→ **WHAT TO DO**
Pull out every row below that contains the word "black" and copy each one in full.

→ **DATA FOR THIS TASK**
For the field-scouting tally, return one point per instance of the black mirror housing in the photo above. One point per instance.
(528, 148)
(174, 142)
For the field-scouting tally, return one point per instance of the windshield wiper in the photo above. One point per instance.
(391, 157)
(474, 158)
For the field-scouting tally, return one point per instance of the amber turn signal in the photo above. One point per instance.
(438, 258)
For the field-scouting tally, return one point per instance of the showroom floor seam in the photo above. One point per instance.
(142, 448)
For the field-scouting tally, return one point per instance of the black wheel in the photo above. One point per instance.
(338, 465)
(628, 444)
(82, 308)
---
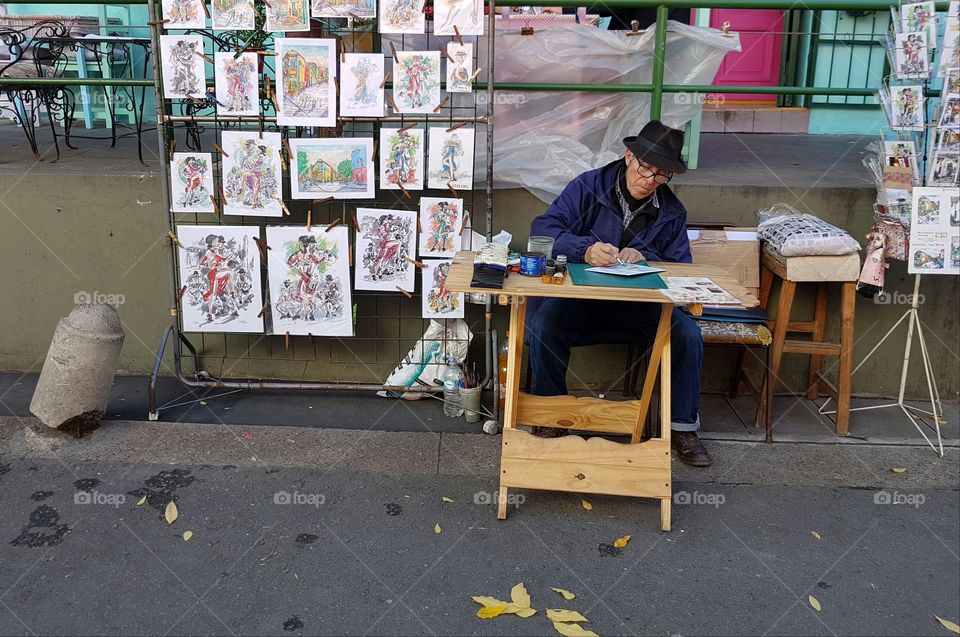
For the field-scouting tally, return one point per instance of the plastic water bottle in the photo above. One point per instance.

→ **OUTPUT FOR THIS EXERCISE**
For the field-scouting tally, return one point per instance of the black mirror housing in the photo above. One point per instance.
For the field-scouting tally, return one point per instance of the black wheel in the photo above. One point per instance.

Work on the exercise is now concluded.